__Description of the task__: Search the data for the string "below" and gather each line it is in.

━━━ Exercise data

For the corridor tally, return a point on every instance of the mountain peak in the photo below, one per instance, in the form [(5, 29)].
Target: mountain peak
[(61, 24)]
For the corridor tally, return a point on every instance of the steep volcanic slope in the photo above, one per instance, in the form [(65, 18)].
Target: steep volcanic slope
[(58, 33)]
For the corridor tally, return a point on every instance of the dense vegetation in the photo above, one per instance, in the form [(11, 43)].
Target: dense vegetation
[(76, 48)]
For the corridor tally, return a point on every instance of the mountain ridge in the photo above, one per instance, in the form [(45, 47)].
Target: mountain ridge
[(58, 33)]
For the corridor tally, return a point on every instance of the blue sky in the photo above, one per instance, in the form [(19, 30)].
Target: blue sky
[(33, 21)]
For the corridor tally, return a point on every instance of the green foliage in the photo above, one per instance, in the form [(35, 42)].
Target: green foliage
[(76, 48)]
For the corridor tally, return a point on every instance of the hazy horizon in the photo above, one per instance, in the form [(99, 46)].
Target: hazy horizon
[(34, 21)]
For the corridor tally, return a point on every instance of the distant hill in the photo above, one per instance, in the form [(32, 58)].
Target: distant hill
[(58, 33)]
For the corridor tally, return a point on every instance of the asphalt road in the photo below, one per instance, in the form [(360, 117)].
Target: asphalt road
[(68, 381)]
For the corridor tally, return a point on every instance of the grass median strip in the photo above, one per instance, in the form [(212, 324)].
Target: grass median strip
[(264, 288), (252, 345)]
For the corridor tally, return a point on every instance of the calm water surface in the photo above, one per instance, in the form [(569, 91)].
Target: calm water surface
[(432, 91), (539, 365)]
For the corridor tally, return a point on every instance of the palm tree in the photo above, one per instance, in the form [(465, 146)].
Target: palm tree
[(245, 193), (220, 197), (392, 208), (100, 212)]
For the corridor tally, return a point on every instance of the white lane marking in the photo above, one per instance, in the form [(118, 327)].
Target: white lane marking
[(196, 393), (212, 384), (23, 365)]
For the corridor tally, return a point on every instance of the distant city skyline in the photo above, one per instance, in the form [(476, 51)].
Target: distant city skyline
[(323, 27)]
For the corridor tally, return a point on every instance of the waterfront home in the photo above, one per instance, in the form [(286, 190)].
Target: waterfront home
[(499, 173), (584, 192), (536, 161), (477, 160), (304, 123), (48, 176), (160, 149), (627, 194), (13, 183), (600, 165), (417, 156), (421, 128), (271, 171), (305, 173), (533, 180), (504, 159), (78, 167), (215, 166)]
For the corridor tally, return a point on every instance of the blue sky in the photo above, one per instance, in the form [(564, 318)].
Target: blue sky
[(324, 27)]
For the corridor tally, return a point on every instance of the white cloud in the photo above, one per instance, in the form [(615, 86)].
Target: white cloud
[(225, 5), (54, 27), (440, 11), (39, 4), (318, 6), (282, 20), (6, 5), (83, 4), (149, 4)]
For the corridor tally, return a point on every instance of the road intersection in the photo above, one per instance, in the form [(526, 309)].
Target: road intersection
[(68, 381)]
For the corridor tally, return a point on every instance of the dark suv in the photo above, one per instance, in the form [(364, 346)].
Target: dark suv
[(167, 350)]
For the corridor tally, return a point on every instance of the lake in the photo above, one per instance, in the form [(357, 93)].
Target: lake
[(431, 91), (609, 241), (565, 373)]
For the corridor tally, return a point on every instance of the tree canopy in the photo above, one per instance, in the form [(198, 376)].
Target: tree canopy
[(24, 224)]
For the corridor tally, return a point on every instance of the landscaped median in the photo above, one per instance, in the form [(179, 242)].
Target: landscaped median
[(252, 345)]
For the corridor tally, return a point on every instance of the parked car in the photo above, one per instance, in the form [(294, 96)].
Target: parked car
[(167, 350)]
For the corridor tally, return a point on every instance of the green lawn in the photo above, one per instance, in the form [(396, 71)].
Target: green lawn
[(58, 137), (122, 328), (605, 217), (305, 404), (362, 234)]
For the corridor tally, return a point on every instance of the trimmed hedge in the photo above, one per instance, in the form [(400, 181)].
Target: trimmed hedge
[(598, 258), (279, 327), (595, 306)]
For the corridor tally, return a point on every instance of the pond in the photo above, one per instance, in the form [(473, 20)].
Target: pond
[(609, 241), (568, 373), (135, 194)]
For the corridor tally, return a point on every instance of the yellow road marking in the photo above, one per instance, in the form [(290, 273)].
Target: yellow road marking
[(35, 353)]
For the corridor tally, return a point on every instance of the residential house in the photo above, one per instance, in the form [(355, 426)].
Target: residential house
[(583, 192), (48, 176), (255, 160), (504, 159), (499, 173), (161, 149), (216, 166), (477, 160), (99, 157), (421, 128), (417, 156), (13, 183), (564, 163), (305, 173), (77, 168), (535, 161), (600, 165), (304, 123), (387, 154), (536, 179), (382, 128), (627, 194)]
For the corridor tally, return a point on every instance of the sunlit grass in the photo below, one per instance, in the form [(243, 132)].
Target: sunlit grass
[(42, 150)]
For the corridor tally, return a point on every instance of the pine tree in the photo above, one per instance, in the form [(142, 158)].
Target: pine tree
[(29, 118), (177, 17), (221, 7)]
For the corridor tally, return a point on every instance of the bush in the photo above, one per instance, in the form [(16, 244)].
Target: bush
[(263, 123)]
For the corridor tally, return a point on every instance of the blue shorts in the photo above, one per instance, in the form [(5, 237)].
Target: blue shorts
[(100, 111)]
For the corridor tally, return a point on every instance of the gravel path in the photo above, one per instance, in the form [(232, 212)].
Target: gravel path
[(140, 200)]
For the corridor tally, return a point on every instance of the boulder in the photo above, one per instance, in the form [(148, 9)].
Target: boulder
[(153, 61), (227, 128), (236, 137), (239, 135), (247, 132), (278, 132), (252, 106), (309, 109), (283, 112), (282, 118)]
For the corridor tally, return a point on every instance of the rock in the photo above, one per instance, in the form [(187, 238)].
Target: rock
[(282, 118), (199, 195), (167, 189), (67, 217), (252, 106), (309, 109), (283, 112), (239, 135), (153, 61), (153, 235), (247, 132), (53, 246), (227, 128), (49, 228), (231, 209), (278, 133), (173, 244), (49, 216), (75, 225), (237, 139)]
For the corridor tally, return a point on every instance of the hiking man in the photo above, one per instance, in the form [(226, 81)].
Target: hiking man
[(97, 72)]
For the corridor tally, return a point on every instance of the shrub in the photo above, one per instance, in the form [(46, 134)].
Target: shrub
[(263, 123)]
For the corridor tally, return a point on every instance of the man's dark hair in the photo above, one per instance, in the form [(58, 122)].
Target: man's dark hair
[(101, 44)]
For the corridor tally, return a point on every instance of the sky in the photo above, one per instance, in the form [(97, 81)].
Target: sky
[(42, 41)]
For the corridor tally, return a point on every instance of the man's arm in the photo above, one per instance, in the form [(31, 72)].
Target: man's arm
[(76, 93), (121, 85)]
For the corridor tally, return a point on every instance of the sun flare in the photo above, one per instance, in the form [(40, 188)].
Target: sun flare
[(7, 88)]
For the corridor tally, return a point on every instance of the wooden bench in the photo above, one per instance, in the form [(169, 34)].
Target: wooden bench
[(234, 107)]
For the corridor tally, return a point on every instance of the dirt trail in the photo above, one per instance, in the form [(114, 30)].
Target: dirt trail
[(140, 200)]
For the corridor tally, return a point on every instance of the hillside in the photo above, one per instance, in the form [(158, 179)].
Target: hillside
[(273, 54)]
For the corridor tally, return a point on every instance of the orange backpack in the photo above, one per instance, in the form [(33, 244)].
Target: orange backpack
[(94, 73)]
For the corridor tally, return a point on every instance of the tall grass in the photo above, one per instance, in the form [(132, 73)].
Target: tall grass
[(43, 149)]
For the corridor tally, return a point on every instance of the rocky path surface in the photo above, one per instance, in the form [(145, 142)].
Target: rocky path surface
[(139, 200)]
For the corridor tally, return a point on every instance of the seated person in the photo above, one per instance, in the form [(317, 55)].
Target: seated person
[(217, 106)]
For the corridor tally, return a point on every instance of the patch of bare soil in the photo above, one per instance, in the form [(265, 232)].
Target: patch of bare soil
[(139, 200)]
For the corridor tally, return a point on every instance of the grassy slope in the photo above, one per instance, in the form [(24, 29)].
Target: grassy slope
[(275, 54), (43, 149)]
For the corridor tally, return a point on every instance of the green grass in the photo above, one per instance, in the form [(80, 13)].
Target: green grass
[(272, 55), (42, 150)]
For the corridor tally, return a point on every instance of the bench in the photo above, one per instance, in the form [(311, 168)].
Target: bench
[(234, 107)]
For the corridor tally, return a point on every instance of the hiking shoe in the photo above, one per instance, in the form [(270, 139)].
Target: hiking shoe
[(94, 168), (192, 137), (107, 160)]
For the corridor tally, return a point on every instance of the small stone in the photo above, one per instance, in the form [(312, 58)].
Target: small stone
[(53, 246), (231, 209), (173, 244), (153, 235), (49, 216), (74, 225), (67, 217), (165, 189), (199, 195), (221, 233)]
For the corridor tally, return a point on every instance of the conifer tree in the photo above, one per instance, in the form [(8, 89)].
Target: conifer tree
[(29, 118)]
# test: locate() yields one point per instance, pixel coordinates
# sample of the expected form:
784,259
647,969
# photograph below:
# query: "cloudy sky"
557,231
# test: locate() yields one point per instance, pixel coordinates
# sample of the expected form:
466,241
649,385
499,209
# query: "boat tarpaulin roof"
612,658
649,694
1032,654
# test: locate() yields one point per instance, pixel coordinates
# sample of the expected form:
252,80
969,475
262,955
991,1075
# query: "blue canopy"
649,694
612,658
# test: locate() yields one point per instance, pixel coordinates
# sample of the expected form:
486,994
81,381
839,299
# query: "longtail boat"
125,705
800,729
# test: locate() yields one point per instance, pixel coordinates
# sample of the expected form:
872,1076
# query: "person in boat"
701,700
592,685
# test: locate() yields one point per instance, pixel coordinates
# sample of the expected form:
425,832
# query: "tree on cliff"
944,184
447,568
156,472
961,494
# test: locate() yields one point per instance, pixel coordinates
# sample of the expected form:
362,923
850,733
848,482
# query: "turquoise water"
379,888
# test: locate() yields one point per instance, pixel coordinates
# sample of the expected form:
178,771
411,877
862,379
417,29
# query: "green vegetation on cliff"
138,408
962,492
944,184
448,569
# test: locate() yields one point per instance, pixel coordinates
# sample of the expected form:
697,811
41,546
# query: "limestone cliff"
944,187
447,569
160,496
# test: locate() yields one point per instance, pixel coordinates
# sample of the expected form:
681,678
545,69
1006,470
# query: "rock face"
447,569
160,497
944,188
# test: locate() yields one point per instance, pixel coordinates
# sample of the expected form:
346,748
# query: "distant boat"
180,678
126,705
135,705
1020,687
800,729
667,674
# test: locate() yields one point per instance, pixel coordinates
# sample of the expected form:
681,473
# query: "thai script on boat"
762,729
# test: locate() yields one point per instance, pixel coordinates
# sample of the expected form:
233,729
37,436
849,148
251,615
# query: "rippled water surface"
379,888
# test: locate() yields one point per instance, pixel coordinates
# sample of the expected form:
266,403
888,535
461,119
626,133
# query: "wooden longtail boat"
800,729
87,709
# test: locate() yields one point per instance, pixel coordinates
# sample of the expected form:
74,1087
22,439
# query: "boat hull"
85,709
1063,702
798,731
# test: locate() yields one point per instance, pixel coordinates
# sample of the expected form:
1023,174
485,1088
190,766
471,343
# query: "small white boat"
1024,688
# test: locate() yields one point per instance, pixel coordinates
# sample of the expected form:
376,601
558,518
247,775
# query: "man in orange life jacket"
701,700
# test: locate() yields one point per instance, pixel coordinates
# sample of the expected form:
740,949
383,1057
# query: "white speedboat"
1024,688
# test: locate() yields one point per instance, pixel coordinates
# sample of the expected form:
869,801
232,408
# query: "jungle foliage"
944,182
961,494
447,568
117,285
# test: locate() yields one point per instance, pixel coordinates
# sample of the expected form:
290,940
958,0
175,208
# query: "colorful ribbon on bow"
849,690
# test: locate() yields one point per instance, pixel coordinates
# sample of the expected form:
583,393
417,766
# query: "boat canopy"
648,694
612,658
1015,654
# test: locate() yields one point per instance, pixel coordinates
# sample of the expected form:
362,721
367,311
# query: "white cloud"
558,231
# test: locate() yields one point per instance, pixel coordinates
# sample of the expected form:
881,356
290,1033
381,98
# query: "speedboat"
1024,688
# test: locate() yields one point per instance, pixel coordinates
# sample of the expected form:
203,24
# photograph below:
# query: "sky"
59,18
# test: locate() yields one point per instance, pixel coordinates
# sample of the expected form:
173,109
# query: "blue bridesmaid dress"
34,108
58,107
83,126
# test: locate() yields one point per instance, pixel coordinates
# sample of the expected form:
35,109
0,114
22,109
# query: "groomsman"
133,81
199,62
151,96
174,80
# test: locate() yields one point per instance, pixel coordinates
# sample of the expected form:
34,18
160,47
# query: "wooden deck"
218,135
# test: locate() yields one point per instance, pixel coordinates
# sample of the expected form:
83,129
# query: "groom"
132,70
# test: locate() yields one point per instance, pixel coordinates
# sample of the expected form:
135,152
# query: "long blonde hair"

━━━━━━

__Written reply__:
For the corridor tally, return a point on every instance of the mountain peak in the photo below, one per instance, in the form [(5, 29)].
For the corridor tally, return a point on every instance of the asphalt road in the photo below, one per instance, in the form [(360, 117)].
For the corridor tally, return a point on every instance of the sunlit grass in the photo below, one per instance, in the form [(243, 132)].
# photograph below:
# photograph below:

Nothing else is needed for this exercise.